• [Required work] From the entries below, pull out each line where "patch" appears.

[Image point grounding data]
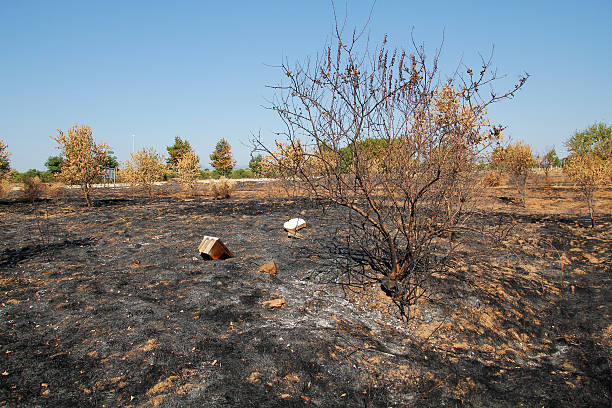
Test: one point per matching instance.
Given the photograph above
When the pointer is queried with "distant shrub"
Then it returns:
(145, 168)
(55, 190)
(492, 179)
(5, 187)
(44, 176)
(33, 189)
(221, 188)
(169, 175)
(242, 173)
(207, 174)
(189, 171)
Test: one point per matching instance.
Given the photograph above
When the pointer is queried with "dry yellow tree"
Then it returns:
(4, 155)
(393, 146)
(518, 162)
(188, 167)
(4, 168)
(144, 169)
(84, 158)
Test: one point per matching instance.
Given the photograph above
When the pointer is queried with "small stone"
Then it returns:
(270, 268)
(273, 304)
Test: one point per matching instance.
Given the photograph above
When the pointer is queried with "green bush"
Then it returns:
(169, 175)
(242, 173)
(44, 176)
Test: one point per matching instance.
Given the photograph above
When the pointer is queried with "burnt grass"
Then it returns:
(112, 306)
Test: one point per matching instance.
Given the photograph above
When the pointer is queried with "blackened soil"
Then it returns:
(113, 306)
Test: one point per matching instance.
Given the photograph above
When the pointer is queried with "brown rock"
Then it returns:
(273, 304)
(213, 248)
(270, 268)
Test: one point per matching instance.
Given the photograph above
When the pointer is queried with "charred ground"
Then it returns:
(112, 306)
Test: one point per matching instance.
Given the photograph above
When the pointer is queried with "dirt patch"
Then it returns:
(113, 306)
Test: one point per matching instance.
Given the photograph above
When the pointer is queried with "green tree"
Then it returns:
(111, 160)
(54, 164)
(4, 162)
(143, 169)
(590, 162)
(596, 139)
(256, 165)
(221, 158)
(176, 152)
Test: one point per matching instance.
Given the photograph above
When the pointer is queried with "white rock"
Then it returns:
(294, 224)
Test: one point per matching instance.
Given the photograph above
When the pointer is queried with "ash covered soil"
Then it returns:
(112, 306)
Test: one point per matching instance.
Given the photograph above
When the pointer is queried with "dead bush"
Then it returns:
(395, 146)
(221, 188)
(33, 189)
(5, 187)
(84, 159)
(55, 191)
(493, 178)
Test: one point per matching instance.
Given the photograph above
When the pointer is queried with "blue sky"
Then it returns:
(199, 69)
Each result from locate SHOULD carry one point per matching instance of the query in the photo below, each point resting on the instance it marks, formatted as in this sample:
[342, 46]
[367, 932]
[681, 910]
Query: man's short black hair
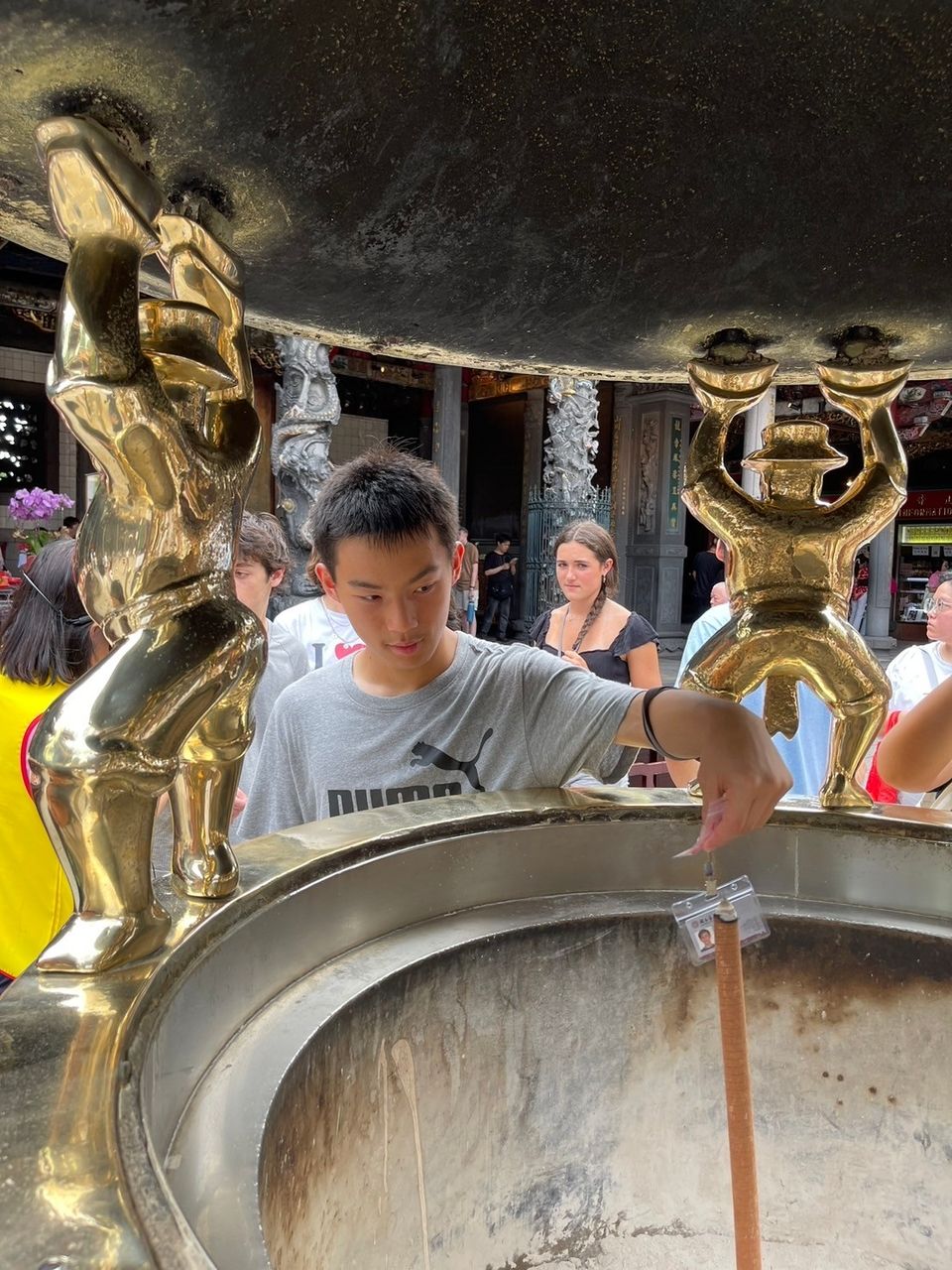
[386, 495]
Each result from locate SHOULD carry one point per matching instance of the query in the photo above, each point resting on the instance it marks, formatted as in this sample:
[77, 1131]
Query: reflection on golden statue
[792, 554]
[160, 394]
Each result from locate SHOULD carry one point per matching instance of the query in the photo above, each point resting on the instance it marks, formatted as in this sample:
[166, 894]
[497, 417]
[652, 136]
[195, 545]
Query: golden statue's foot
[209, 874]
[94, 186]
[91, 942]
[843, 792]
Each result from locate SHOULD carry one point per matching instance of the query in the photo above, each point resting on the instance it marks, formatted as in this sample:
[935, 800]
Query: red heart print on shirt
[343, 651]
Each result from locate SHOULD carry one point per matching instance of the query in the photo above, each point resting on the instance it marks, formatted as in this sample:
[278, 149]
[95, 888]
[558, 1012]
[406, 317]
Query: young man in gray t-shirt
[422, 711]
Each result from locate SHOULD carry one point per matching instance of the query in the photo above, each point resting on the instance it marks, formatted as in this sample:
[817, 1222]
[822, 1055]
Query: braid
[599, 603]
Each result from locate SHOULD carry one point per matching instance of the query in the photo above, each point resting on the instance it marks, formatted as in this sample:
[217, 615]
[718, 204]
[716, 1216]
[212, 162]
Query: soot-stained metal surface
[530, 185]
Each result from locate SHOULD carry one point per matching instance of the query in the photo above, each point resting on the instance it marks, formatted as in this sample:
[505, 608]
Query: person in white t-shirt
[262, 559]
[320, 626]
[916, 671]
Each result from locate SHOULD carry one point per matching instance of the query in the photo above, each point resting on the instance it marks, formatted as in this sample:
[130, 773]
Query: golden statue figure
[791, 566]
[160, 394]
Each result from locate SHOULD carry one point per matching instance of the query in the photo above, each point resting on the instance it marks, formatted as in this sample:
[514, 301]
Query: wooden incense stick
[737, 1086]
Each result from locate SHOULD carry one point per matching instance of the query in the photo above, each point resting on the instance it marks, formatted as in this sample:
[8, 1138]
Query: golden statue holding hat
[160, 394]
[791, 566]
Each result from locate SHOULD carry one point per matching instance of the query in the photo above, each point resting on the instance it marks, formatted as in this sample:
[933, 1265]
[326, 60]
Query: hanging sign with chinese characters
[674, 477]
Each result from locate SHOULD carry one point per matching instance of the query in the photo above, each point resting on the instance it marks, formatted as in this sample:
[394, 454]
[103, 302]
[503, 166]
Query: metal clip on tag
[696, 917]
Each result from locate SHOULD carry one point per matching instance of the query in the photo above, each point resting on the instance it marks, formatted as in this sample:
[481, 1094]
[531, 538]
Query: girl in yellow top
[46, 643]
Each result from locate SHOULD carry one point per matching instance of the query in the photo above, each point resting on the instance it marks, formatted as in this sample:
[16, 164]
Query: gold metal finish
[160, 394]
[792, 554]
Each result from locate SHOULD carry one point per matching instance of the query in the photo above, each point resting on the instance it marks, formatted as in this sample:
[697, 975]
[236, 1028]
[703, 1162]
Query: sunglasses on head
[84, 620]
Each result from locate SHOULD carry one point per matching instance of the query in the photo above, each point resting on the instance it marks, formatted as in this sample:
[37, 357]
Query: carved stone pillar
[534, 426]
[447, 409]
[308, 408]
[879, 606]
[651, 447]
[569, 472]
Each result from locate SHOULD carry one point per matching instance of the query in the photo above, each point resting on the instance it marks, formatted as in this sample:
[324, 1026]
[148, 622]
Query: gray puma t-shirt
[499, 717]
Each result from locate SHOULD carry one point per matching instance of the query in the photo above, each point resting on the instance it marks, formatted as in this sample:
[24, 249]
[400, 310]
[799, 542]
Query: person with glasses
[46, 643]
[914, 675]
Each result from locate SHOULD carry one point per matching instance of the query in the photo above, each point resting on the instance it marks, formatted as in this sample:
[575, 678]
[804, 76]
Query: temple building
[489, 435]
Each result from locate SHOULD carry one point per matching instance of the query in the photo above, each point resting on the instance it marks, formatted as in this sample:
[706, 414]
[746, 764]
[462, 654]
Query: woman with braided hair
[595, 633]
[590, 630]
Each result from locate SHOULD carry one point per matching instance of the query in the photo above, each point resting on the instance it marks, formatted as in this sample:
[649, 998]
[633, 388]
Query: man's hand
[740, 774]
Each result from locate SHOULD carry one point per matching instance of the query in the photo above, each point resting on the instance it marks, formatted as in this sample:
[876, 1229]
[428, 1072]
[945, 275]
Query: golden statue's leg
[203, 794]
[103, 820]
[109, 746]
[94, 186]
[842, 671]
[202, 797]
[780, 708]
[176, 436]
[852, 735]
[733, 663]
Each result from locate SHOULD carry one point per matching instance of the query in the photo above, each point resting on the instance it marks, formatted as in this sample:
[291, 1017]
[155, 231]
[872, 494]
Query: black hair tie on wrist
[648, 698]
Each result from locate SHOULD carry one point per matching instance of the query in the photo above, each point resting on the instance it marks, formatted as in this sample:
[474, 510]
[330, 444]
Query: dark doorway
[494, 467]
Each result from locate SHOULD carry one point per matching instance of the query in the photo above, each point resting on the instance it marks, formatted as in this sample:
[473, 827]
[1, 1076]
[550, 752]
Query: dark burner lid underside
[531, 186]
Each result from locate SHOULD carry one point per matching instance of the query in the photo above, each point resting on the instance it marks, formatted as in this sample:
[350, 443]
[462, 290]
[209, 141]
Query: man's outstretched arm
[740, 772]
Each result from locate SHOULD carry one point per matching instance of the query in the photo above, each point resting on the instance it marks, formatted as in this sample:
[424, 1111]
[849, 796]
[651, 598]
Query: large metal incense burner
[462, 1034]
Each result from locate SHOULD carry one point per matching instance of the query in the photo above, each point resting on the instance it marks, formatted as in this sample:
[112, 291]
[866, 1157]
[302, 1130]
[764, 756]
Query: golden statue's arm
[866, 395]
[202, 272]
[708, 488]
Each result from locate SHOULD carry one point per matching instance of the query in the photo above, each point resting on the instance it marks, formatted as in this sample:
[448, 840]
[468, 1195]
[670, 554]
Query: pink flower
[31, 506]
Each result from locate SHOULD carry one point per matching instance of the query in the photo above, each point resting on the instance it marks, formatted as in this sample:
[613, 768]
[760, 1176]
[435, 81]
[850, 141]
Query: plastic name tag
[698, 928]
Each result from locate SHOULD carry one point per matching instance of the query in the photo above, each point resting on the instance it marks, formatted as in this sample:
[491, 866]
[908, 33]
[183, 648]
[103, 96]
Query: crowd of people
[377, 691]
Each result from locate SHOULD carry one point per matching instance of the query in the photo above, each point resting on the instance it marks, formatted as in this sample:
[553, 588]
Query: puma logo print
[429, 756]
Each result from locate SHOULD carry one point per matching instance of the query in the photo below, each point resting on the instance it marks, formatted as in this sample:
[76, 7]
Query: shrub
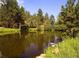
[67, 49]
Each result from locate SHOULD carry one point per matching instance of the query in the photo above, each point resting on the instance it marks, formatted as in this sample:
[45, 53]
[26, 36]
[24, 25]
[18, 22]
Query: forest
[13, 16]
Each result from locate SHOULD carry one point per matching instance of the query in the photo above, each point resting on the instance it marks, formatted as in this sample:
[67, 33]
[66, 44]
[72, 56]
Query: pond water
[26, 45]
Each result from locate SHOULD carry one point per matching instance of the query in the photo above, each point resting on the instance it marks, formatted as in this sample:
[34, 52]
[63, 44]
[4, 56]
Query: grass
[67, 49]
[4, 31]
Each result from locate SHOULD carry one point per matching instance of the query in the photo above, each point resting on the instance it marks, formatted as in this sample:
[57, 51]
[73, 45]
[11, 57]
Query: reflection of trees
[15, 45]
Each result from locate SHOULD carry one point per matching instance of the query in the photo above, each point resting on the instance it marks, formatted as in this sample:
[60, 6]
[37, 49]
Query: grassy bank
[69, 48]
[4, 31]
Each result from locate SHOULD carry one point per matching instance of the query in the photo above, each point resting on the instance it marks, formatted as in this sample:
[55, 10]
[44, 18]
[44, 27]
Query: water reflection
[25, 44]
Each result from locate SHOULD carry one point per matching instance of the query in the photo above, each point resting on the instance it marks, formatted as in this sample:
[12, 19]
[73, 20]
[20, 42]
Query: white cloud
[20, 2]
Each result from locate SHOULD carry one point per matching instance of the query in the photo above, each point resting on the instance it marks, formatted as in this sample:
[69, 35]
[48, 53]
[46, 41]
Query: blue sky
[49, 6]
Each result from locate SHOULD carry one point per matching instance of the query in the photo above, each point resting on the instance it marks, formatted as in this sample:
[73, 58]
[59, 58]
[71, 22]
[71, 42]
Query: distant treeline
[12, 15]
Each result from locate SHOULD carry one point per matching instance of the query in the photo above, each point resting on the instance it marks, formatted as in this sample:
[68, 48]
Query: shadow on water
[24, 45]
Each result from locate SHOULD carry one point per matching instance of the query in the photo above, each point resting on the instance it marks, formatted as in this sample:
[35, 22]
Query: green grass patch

• [Task solution]
When the pointer is queried with "dirt patch"
Query: green grass patch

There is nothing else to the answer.